*INFORMATION GIVEN:*
------
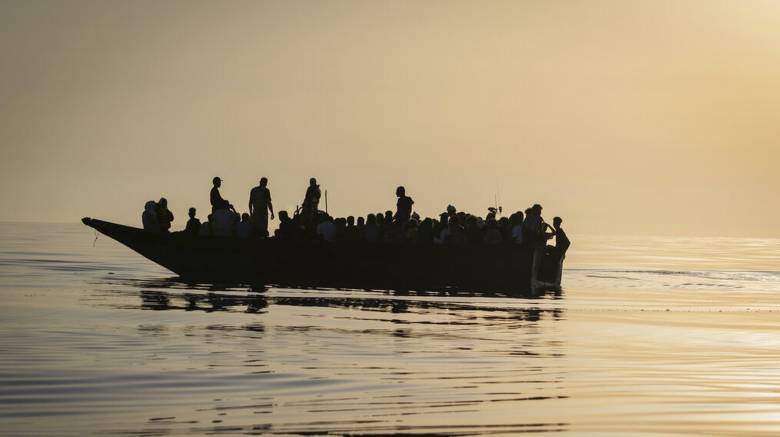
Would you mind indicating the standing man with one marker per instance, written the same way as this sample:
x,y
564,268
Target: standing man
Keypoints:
------
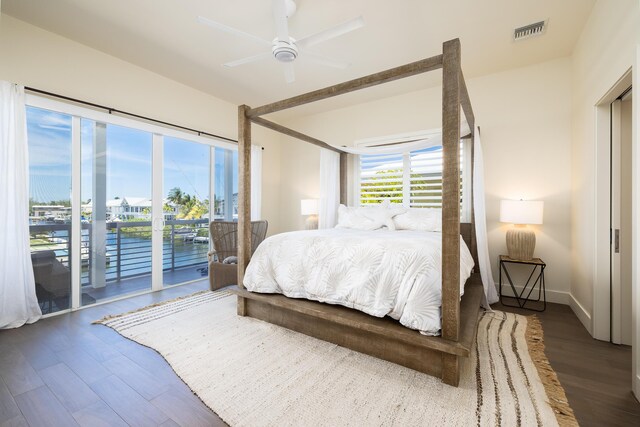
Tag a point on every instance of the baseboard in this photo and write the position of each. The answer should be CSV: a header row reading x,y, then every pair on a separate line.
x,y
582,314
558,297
------
*WHAT IS BEING ASKED:*
If a line in the listing holds the word "standing", list that line.

*RESPONSE:*
Would you mind indicating the standing man with one marker per instance, written the same way as this sample:
Target: standing man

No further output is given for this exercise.